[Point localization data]
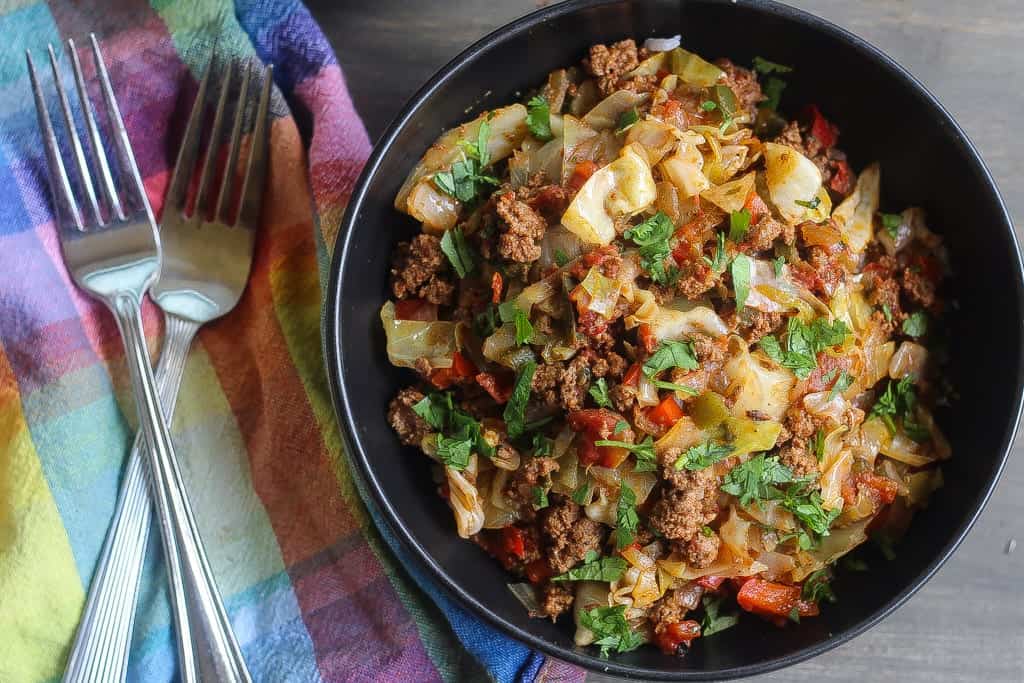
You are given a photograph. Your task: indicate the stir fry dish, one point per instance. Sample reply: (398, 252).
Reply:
(673, 359)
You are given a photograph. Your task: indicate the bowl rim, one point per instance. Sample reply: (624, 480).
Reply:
(341, 399)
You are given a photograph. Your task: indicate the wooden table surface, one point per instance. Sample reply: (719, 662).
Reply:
(968, 623)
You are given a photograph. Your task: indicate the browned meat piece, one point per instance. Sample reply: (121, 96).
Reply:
(555, 599)
(919, 288)
(545, 384)
(410, 427)
(796, 456)
(419, 269)
(609, 63)
(522, 228)
(761, 324)
(701, 550)
(743, 84)
(567, 535)
(689, 502)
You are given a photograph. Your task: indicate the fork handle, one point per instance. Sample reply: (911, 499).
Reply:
(200, 613)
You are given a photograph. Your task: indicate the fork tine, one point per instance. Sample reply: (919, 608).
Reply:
(210, 164)
(105, 180)
(252, 187)
(129, 170)
(232, 152)
(76, 143)
(67, 210)
(178, 189)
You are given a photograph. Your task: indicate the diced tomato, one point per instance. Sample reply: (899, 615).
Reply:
(667, 413)
(499, 390)
(884, 487)
(842, 180)
(496, 288)
(825, 131)
(827, 372)
(646, 336)
(462, 369)
(756, 206)
(711, 583)
(581, 174)
(415, 309)
(770, 599)
(676, 634)
(538, 570)
(512, 542)
(632, 375)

• **What you are asked to do**
In the entries above, find each line with the word "fork" and return it.

• **Solution to this task**
You are given a photograph. Your task: indicate the fork handle, one point per instance. Sample reply: (911, 499).
You are given a photograph. Your task: indicate the fork tine, one point per instance. Sample reply: (919, 608).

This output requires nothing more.